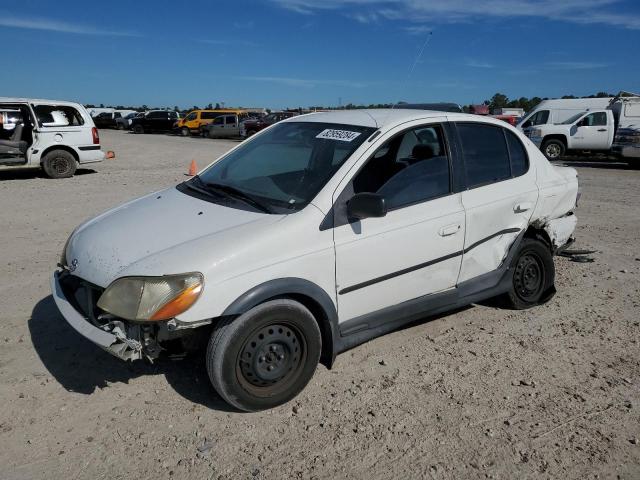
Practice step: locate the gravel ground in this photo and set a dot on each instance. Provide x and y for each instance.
(552, 392)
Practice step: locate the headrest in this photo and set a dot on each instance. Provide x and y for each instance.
(422, 152)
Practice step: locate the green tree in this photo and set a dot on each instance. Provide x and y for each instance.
(499, 100)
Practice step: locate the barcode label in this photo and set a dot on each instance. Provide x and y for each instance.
(341, 135)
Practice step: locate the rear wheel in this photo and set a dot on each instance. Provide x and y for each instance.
(265, 357)
(553, 149)
(59, 164)
(533, 275)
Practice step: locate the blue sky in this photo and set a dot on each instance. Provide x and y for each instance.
(289, 53)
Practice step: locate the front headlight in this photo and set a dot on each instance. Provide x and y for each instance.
(151, 298)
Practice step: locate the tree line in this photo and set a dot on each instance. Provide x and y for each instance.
(499, 100)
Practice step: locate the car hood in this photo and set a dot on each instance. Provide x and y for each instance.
(153, 233)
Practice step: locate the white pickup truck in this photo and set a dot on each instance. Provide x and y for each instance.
(615, 130)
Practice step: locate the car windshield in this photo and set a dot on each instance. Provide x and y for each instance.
(569, 121)
(286, 166)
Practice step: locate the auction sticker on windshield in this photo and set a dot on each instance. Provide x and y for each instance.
(342, 135)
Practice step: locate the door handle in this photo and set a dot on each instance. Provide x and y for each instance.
(449, 230)
(522, 207)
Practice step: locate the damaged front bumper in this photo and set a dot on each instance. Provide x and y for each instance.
(114, 336)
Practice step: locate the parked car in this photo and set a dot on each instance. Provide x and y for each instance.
(124, 123)
(9, 118)
(253, 126)
(110, 119)
(316, 235)
(592, 130)
(155, 121)
(54, 135)
(197, 119)
(224, 126)
(559, 110)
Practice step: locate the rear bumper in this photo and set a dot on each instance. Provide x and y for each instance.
(90, 155)
(112, 338)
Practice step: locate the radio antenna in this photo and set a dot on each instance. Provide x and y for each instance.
(415, 62)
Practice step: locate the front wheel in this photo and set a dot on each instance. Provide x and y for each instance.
(553, 149)
(266, 356)
(533, 275)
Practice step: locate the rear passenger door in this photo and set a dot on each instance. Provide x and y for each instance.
(500, 196)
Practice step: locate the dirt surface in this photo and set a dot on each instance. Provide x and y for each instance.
(552, 392)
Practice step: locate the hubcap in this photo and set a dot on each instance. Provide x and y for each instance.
(271, 354)
(60, 165)
(528, 277)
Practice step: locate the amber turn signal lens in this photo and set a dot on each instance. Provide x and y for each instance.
(179, 304)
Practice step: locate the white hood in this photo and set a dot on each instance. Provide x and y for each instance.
(105, 247)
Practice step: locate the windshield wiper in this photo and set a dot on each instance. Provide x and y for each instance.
(234, 192)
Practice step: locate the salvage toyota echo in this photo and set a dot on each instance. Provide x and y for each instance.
(315, 235)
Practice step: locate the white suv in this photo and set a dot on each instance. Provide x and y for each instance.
(54, 135)
(317, 234)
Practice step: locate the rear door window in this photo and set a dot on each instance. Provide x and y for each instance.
(518, 155)
(596, 119)
(57, 116)
(485, 153)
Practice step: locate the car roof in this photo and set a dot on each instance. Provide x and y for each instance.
(35, 100)
(387, 117)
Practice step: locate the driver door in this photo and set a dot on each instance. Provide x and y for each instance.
(593, 131)
(416, 249)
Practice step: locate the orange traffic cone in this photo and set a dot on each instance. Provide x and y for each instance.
(193, 168)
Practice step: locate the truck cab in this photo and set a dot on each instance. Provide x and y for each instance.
(588, 130)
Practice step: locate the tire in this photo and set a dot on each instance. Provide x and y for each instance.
(553, 149)
(266, 356)
(533, 275)
(59, 164)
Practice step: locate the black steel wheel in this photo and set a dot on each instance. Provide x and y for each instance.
(528, 277)
(553, 149)
(271, 354)
(59, 164)
(266, 356)
(533, 275)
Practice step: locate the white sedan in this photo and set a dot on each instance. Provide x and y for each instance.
(317, 234)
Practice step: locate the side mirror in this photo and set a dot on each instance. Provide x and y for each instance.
(366, 205)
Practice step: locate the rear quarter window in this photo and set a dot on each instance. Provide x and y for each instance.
(485, 153)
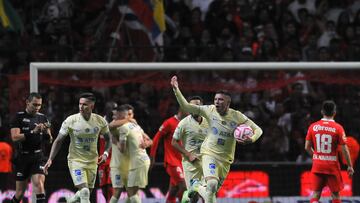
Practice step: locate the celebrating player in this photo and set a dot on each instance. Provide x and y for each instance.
(104, 169)
(322, 140)
(172, 158)
(133, 142)
(28, 130)
(84, 129)
(187, 139)
(218, 149)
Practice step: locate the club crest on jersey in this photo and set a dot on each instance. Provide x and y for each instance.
(325, 128)
(215, 131)
(77, 172)
(26, 120)
(161, 127)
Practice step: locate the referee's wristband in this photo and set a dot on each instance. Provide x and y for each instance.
(106, 154)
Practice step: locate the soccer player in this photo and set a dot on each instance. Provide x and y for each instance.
(172, 158)
(29, 130)
(322, 140)
(104, 169)
(84, 129)
(119, 165)
(187, 139)
(218, 148)
(133, 142)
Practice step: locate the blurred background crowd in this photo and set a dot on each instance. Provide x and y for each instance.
(197, 31)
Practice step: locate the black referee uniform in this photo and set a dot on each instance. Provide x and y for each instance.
(29, 157)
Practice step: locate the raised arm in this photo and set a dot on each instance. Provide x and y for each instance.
(147, 142)
(105, 155)
(346, 153)
(54, 150)
(257, 130)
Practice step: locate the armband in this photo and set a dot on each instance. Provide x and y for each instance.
(28, 135)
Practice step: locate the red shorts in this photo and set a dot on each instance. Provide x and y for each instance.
(334, 181)
(176, 174)
(104, 175)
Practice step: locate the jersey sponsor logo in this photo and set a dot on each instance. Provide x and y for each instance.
(77, 172)
(324, 157)
(225, 134)
(117, 179)
(25, 128)
(85, 140)
(233, 124)
(215, 130)
(161, 128)
(221, 141)
(325, 128)
(194, 142)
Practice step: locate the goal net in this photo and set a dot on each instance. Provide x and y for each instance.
(283, 98)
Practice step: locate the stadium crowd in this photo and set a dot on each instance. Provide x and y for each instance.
(198, 31)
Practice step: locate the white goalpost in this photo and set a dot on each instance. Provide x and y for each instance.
(36, 67)
(263, 168)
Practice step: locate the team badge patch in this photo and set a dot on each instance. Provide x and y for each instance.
(215, 131)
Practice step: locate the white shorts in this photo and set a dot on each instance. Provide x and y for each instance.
(139, 176)
(192, 171)
(81, 174)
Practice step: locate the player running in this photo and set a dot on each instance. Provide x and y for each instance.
(172, 158)
(322, 140)
(187, 139)
(84, 129)
(218, 148)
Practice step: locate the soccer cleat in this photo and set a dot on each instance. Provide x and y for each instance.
(185, 198)
(194, 187)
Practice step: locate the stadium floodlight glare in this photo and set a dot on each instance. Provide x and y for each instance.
(36, 67)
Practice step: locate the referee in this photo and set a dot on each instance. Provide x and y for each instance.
(29, 129)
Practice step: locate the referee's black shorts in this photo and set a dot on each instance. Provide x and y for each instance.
(27, 164)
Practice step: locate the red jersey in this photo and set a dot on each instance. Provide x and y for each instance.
(102, 149)
(326, 135)
(354, 149)
(166, 131)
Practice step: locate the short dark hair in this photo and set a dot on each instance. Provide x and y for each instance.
(224, 92)
(328, 108)
(122, 108)
(128, 106)
(196, 97)
(32, 95)
(88, 95)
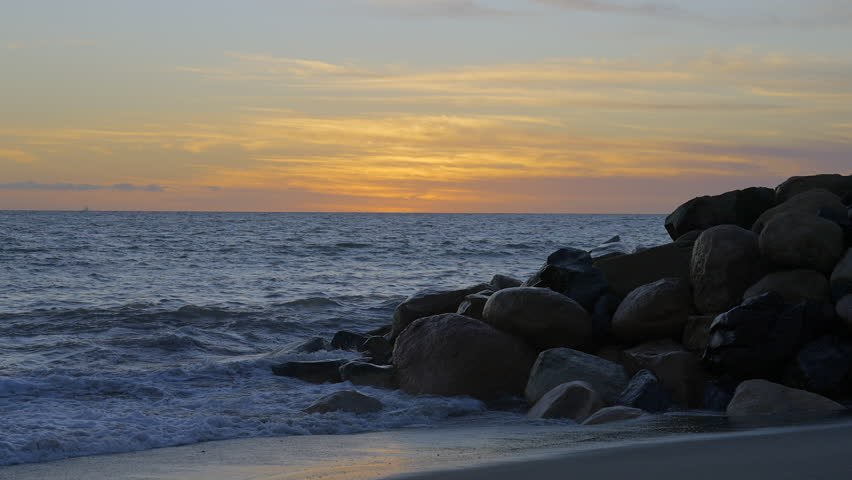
□ □ □
DIRECTIONS FOR THIS TASK — Render the entries as a two-column Markdown table headed Row and Line, numbering each row and putting one line per row. Begin at the line that contains "Practice step: locate the player" and stop after the last line of the entries, skipping blank lines and leaving out the pictures.

RESULT OF THIS EXERCISE —
| Row | Line |
|---|---|
| 1 | Practice step: locate the player running in this photo and set a dot on each instance. Provide x and y for each instance. |
| 2 | (172, 158) |
| 3 | (322, 140) |
| 4 | (187, 139) |
| 5 | (84, 129) |
| 6 | (218, 148) |
| 7 | Practice step: locate the soccer cleat in this photo and set a dot on each instance. Provide x and y for each instance. |
| 8 | (185, 198) |
| 9 | (194, 187) |
| 10 | Practice step: locate the stadium floodlight glare in this photo and set a dot on each instance. Provide x and y for each instance. |
| 11 | (36, 67) |
| 12 | Practice step: locate the referee in this photo and set a dot on each instance. Provide x and y for each instance. |
| 13 | (29, 129) |
| 14 | Practice step: locate the referee's black shorts in this photo and set a dot on each instance. Provide x and y for each instance. |
| 15 | (27, 164) |
| 16 | Practice step: locate the red jersey in this photo and set a dot on each instance. Provide x and y for each instance. |
| 17 | (102, 149) |
| 18 | (326, 135) |
| 19 | (354, 149) |
| 20 | (166, 131) |
| 21 | Practice step: locate the short dark hair in this photo and set a dot on each instance. Provide x and y for each instance. |
| 22 | (224, 92) |
| 23 | (328, 108) |
| 24 | (122, 108) |
| 25 | (128, 106) |
| 26 | (196, 97) |
| 27 | (32, 95) |
| 28 | (88, 95) |